→ TEXT BLOCK:
^^^^^^^^^^^^^^^^

Vitamin D and Osteoporosis: Protecting Your Bones

Osteoporosis is the gradual loss of bone that occurs in both women and men as they get older, but accelerates in women once they reach the menopause, the time when periods are lost. That starts around age 45 to 50. Bone loss speeds up in women because women greatly reduce their production of estrogen, the major female hormone, when women no longer have periods. Once enough bone is lost, both women and men may suffer fractures, especially in the hips and spine, that could lead to permanent disability or death. Bone is very important in our bodies. It is not an inactive organ but has major functions. The functions of bone include:

  • Mechanical functions: bone protects internal organs, gives shape to the body, permits movement and carries sound (bones in the ear transfer sound to the brain)
  • Synthetic functions: bone contains marrow, where blood cells are made
  • Metabolic functions: bone stores calcium and phosphorus, stores growth factors, keeps the acidity of the blood more normal, stores toxins that would damage our bodies and produces hormones that have many important functions including regulation of the blood sugar.

Vitamin D has a very important role in the building up and preservation of bone. Bone is in a constant state of building up and breaking down. When we are younger, building up takes precedence over breaking down, but when we get older, and especially in women at menopause, breaking down becomes more prominent and bone is lost. The key is to build up a lot of bone during our youth so that there is plenty available when we get older.

Vitamin D promotes the uptake of calcium from the intestine. It is calcium in combination with phosphorous that produces the hard mineral that makes up bone. You need about 1,000 milligrams of calcium in your diet with enough vitamin D (about 2,000 international units daily) to provide adequate calcium for your bone. Calcium plays very important roles in the body, so your body makes sure that the calcium in the blood is always adequate. If you don’t get it from it from your diet, your body will take it out of your bones and you will lose bone.

Unfortunately, during the years when our bone should be building up, we are discouraged from getting out in the sun, the best source of vitamin D. We are told to wear sunscreen to avoid skin cancer and premature aging of the skin. This is bad advice. A little sun exposure (perhaps 15 minutes on our arms and legs, not our face) two or three times a week during the hours when the sun is at its height (usually 10 AM to 2 PM) will prevent bone loss and preserve all the important function of bone that are described above.

^^^^^^^^^^^^^^^^

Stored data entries

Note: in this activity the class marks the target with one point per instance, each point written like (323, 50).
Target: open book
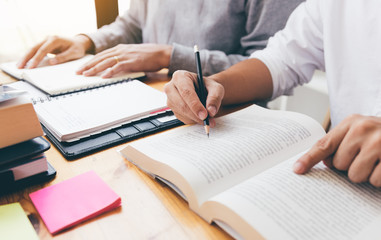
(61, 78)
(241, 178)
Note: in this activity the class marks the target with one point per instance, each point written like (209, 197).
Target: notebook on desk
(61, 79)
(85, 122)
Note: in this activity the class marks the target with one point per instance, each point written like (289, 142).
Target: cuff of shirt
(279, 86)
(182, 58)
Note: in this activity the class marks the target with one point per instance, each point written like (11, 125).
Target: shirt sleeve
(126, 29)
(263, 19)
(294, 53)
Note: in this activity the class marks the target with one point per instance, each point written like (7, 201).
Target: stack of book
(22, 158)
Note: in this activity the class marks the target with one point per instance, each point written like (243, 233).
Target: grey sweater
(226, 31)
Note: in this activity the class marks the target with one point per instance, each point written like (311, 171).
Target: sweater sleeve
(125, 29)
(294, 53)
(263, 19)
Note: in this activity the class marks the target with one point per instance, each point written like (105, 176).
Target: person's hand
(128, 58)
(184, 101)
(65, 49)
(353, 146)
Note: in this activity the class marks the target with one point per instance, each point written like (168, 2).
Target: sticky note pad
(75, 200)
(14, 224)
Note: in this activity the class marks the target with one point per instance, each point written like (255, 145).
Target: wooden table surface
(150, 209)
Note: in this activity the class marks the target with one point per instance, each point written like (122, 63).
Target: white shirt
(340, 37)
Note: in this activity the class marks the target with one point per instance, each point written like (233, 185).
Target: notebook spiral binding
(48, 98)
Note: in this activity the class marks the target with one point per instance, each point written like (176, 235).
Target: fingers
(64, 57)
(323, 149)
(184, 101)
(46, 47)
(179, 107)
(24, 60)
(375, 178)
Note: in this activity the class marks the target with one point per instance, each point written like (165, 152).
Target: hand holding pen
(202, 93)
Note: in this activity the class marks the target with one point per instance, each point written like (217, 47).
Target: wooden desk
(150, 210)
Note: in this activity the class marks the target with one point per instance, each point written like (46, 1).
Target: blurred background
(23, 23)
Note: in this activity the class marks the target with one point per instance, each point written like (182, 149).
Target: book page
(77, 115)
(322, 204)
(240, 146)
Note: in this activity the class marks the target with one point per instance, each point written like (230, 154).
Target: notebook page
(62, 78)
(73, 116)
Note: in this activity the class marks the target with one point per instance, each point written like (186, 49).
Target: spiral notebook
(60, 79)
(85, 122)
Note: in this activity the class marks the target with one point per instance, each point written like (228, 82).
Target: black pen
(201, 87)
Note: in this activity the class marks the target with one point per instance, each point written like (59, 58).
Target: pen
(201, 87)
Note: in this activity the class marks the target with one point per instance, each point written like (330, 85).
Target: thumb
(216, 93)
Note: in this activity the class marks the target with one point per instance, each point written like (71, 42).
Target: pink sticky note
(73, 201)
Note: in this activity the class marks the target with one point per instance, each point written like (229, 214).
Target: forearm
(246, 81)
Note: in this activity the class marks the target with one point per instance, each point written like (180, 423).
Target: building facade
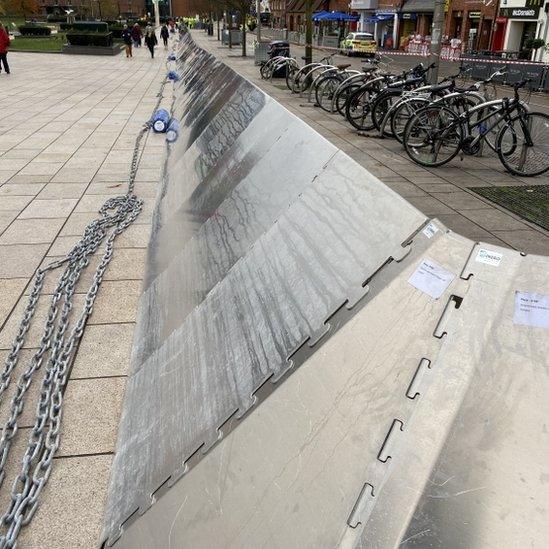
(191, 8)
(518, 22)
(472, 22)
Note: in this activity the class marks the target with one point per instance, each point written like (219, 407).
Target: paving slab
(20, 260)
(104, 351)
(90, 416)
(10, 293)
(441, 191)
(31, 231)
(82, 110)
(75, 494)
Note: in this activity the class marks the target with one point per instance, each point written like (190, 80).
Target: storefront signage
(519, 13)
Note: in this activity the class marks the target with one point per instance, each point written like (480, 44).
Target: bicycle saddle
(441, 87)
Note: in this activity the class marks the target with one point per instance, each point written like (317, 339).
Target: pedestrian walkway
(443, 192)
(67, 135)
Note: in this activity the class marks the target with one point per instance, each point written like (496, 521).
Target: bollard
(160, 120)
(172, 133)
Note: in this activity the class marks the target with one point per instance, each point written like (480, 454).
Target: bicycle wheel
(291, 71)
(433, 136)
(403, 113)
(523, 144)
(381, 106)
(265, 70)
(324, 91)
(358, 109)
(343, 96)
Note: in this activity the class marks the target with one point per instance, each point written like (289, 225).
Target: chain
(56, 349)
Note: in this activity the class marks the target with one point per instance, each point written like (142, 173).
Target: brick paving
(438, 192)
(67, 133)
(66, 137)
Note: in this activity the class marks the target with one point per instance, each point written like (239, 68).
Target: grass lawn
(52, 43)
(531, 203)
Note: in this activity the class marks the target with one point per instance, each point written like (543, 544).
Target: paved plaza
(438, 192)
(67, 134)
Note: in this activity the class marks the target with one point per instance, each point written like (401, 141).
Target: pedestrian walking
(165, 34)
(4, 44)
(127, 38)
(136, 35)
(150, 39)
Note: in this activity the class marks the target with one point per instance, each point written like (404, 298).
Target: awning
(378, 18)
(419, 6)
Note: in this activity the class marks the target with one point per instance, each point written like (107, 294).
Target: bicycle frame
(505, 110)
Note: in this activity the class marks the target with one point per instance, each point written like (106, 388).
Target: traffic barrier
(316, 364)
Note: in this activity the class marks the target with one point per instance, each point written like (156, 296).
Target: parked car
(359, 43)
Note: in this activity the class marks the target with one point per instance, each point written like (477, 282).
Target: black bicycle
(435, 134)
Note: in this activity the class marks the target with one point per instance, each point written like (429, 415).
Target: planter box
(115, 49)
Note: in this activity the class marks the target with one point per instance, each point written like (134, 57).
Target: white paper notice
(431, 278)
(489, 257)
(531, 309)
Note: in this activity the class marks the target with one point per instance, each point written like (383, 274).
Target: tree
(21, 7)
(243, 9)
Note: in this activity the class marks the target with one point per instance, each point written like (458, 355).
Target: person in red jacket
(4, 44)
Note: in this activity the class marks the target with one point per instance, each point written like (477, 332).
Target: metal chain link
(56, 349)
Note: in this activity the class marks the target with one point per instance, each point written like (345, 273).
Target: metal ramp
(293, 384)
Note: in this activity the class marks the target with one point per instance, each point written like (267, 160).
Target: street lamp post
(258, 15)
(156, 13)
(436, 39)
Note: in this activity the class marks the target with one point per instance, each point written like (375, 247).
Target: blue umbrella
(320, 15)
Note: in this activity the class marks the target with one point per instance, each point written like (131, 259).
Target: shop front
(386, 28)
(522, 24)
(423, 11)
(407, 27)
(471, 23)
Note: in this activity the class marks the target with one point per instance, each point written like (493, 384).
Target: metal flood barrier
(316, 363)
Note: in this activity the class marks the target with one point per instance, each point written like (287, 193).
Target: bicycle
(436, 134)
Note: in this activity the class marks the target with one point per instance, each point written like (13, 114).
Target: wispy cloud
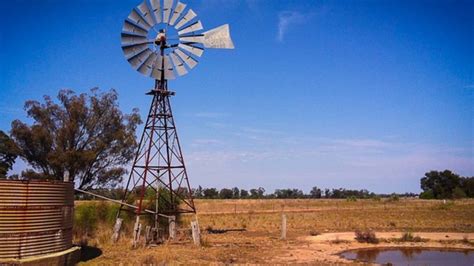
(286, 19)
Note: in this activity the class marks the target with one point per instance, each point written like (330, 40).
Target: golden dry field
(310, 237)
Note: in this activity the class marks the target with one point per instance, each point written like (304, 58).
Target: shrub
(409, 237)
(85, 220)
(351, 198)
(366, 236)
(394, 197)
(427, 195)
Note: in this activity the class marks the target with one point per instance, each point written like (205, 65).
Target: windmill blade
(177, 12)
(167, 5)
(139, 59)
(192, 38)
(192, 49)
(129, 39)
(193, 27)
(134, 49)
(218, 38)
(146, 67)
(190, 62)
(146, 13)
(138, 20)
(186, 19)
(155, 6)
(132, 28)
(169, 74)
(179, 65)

^^^^^^^^^^^^^^^^

→ REQUIRED ACTION 1: For each statement, say yes or no as to whether the osteoporosis text supports it, and quote the words of the text that decide it: (a) Menopause starts around age 45 to 50. (b) The text advises about 1,000 milligrams of vitamin D in the diet. (c) The suggested sun exposure is on the face.
→ REQUIRED ACTION 2: Reproduce the osteoporosis text from "Vitamin D promotes" up to and including "will lose bone.".
Rely only on the osteoporosis text.

→ EXERCISE SOLUTION 1:
(a) Yes: "That starts around age 45 to 50."
(b) No: "You need about 1,000 milligrams of calcium in your diet with enough vitamin D (about 2,000 international units daily)"
(c) No: "perhaps 15 minutes on our arms and legs, not our face"

→ EXERCISE SOLUTION 2:
Vitamin D promotes the uptake of calcium from the intestine. It is calcium in combination with phosphorous that produces the hard mineral that makes up bone. You need about 1,000 milligrams of calcium in your diet with enough vitamin D (about 2,000 international units daily) to provide adequate calcium for your bone. Calcium plays very important roles in the body, so your body makes sure that the calcium in the blood is always adequate. If you don’t get it from it from your diet, your body will take it out of your bones and you will lose bone.